── Data shown

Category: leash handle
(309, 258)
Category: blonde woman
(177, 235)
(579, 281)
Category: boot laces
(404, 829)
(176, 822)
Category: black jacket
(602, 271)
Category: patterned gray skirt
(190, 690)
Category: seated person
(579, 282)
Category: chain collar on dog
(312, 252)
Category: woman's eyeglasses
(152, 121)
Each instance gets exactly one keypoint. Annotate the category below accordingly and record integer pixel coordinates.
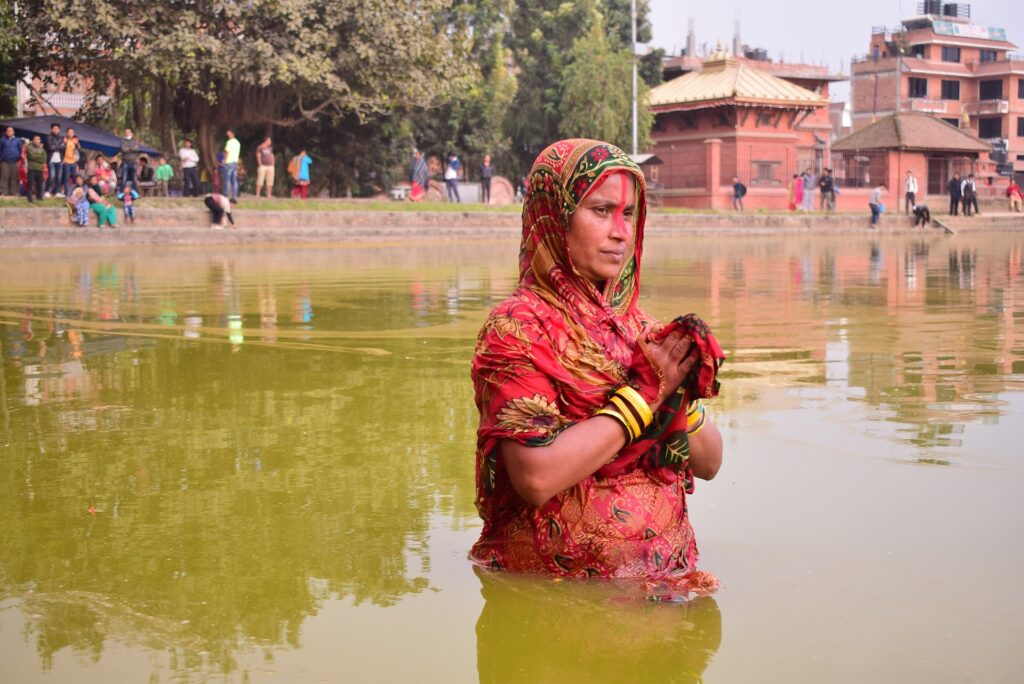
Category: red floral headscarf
(561, 177)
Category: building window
(765, 172)
(990, 90)
(990, 127)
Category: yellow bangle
(611, 413)
(620, 403)
(638, 403)
(695, 422)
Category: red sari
(547, 357)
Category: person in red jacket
(1015, 196)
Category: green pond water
(254, 465)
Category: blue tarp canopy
(91, 137)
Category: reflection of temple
(536, 630)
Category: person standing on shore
(452, 173)
(486, 173)
(73, 153)
(129, 158)
(827, 186)
(55, 144)
(809, 181)
(910, 187)
(189, 169)
(10, 156)
(974, 194)
(419, 177)
(953, 188)
(164, 174)
(232, 151)
(738, 193)
(128, 197)
(264, 167)
(967, 195)
(876, 204)
(105, 213)
(922, 217)
(36, 164)
(299, 170)
(1015, 196)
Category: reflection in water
(539, 630)
(198, 451)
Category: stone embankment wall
(45, 226)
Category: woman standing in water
(592, 427)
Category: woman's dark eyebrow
(609, 203)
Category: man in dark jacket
(129, 158)
(55, 144)
(827, 186)
(954, 194)
(35, 160)
(922, 217)
(738, 193)
(10, 155)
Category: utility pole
(634, 50)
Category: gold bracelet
(696, 422)
(621, 404)
(638, 403)
(611, 413)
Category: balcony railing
(984, 107)
(930, 104)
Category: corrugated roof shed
(911, 131)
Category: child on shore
(128, 197)
(164, 175)
(105, 213)
(78, 207)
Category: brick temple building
(941, 63)
(882, 153)
(737, 118)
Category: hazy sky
(828, 32)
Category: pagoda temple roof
(723, 80)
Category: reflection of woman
(539, 631)
(585, 452)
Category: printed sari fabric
(547, 357)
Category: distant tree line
(358, 83)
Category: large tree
(208, 65)
(596, 100)
(11, 45)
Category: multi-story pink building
(942, 63)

────

Task to carry out
Retype the lines from the one containing "Category: patterned gray skirt" down to the last line of the records, both included, exactly and nothing more. Pictures stay out.

Completed task
Category: patterned gray skirt
(190, 690)
Category: seated person
(579, 282)
Category: chain collar on dog
(312, 252)
Category: woman's eyeglasses
(152, 121)
Each instance gets exactly one keypoint. Annotate the category below accordingly and record integer pixel coordinates.
Category: red floral headscarf
(561, 177)
Category: building window
(765, 172)
(990, 90)
(990, 127)
Category: yellow bangle
(611, 413)
(620, 403)
(638, 403)
(695, 422)
Category: red sari
(547, 357)
Category: person in red jacket
(1015, 196)
Category: green pond water
(254, 465)
Category: blue tarp canopy
(91, 137)
Category: reflection of temple
(536, 630)
Category: person standing on shore
(452, 173)
(486, 173)
(73, 153)
(129, 158)
(827, 186)
(55, 144)
(809, 181)
(910, 187)
(189, 169)
(10, 156)
(974, 194)
(419, 177)
(953, 188)
(164, 174)
(232, 151)
(738, 193)
(128, 197)
(264, 167)
(967, 195)
(876, 204)
(105, 213)
(922, 217)
(36, 164)
(299, 170)
(1015, 196)
Category: reflection in water
(539, 630)
(198, 451)
Category: stone embankment wall
(45, 226)
Category: woman standing in water
(592, 427)
Category: woman's dark eyebrow
(609, 203)
Category: man in dark jacket
(129, 158)
(55, 144)
(827, 186)
(954, 194)
(35, 160)
(922, 217)
(738, 193)
(10, 155)
Category: utility pole
(634, 50)
Category: gold bracelet
(696, 422)
(621, 404)
(638, 403)
(611, 413)
Category: balcony railing
(984, 107)
(930, 104)
Category: corrugated roof shed
(911, 131)
Category: child on shore
(128, 197)
(164, 175)
(105, 213)
(78, 207)
Category: brick temple building
(941, 63)
(882, 153)
(737, 118)
Category: hazy sky
(828, 32)
Category: pagoda temple roof
(723, 80)
Category: reflection of woman
(539, 631)
(585, 452)
Category: printed sari fabric
(547, 357)
Category: distant tree line
(358, 83)
Category: large tree
(208, 65)
(596, 100)
(11, 45)
Category: multi-story pink building
(942, 63)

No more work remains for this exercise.